About this task
Your output should be the line with "Would you mind indicating the leafy plant" followed by every remaining line of the entries, reproduced exactly.

■ ■ ■ ■ ■ ■ ■

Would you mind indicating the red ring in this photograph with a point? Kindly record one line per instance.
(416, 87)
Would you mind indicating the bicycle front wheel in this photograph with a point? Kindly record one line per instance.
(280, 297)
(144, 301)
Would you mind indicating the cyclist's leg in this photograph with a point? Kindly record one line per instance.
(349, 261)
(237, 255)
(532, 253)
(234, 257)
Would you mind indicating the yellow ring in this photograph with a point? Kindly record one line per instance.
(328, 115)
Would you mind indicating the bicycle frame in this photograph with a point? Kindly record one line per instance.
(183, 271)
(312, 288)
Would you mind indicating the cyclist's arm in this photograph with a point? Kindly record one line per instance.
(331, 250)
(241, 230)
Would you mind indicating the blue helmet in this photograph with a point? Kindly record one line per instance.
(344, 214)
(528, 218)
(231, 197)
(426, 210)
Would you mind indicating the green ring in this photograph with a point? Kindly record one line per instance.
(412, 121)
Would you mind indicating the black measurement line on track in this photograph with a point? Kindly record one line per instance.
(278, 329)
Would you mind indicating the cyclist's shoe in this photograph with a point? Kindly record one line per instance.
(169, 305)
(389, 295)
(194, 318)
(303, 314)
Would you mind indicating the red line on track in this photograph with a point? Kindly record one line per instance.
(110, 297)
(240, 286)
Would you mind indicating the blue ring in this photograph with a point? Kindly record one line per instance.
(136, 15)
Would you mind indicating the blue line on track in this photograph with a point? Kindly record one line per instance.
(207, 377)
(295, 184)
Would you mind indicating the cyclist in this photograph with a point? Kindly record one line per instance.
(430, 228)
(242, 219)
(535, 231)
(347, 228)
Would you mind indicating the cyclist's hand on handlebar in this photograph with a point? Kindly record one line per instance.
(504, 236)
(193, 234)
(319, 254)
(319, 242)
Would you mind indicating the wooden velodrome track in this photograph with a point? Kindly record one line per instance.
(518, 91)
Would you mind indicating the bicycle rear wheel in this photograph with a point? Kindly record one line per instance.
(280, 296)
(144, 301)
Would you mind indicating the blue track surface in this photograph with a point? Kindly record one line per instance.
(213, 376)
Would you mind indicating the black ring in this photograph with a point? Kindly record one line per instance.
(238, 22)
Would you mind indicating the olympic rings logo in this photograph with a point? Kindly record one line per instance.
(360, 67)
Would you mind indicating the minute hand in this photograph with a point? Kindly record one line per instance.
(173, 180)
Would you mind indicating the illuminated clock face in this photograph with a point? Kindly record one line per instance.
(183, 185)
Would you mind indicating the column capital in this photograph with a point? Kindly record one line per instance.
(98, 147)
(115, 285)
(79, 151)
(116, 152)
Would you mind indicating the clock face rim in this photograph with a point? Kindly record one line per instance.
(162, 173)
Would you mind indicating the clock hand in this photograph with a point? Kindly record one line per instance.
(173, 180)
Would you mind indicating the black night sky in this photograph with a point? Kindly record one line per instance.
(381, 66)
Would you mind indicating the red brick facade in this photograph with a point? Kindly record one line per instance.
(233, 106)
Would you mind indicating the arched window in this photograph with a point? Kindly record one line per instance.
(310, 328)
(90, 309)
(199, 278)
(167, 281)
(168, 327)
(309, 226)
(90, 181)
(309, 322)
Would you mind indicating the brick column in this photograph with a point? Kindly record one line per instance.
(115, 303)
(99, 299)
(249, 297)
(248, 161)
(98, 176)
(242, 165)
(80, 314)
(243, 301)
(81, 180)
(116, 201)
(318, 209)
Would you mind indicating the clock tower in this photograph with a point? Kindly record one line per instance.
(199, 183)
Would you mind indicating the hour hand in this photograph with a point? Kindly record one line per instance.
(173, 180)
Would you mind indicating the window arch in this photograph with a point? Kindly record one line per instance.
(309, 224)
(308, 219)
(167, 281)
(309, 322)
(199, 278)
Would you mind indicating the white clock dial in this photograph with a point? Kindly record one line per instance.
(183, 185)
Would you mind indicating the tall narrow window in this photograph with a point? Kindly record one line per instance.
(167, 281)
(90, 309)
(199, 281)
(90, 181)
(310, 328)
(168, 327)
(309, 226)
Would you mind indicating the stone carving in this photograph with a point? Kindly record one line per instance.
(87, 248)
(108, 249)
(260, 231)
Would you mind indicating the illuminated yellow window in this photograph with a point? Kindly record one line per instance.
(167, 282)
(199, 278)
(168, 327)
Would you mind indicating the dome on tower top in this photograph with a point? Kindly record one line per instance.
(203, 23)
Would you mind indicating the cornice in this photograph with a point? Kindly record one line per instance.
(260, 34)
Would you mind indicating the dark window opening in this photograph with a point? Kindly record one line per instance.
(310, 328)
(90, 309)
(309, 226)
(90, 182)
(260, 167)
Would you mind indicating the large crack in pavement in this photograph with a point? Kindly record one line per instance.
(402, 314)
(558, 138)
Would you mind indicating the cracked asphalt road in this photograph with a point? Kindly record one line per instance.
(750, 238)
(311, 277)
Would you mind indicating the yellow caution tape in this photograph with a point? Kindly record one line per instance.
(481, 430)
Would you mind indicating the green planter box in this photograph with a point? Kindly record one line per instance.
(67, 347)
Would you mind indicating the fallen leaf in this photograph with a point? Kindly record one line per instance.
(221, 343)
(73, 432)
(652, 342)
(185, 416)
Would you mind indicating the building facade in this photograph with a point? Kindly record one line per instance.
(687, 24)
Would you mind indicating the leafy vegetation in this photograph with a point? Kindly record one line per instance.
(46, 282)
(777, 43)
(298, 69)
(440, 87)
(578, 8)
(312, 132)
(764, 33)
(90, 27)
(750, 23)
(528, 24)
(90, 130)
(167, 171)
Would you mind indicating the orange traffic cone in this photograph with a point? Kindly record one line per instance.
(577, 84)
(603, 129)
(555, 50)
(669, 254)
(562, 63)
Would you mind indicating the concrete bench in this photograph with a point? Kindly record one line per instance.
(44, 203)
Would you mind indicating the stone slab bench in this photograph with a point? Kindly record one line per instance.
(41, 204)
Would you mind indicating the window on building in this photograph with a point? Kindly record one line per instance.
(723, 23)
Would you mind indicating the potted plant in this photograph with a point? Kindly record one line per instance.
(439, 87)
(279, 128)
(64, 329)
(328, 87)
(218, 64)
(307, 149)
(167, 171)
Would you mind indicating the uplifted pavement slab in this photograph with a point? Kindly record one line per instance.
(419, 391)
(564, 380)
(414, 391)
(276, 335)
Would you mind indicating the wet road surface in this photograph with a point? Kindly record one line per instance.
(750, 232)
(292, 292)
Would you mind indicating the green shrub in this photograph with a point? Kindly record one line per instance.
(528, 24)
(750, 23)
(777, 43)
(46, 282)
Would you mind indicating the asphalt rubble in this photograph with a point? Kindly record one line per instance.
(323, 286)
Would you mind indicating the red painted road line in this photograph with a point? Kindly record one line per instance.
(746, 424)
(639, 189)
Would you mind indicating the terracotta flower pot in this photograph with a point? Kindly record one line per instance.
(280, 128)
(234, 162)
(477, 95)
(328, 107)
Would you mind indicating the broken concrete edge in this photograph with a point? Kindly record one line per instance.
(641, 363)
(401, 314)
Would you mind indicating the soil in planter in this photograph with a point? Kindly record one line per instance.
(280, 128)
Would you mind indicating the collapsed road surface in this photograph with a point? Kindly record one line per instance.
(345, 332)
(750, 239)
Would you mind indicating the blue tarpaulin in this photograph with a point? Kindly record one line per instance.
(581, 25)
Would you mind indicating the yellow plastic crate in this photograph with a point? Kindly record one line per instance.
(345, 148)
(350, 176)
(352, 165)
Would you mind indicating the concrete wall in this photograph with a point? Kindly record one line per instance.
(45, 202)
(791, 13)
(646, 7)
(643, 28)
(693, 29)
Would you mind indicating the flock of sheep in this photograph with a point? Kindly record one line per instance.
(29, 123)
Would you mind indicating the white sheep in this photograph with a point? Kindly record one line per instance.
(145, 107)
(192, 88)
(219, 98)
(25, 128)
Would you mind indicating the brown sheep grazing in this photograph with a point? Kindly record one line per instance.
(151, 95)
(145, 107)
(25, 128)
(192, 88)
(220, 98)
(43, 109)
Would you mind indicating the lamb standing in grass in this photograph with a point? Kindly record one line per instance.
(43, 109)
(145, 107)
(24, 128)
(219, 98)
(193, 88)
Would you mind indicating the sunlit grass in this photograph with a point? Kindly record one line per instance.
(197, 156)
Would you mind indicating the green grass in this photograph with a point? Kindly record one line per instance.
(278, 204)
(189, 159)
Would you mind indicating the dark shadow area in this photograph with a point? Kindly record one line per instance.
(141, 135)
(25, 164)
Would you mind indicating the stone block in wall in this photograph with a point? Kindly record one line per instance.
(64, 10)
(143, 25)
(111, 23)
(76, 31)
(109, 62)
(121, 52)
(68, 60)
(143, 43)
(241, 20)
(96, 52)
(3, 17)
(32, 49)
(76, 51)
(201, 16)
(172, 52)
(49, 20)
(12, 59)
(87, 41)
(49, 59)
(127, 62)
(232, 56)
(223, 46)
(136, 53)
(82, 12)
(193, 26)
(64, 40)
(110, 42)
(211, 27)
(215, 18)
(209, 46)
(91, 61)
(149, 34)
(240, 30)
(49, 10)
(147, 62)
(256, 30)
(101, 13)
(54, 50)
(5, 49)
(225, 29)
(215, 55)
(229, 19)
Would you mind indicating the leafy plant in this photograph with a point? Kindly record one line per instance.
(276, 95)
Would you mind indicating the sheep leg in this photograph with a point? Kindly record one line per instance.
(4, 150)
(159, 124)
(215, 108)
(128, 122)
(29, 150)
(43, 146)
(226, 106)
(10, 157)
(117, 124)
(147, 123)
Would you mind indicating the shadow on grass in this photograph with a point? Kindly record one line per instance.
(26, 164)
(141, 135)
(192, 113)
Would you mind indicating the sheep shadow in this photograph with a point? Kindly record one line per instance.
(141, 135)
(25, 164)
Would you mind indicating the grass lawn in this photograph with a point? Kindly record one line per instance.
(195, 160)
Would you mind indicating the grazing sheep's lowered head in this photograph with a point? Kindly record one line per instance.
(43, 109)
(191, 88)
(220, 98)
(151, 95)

■ ■ ■ ■ ■ ■ ■

Answer for this exercise
Would you mind indicating the leafy plant in this photograph with a point? Kindly record one line per instance.
(276, 95)
Would you mind indicating the sheep leg in this photograph with a point? Kindly record one line per instance.
(4, 150)
(159, 124)
(215, 108)
(128, 122)
(29, 150)
(43, 146)
(226, 106)
(10, 157)
(117, 124)
(147, 123)
Would you mind indicating the shadow on grass in this photograph with a point? Kindly record one line per instance.
(26, 164)
(141, 135)
(192, 113)
Would you mind indicating the sheep shadow in this photograph with a point? Kindly record one line per instance.
(141, 135)
(25, 164)
Would you mind indicating the grass lawn in this photograph with a point? Kindly record one line per instance.
(195, 160)
Would you mind indicating the grazing sheep's lowered head in this photograph with a point? Kindly record one line per instance.
(43, 109)
(191, 88)
(220, 98)
(151, 95)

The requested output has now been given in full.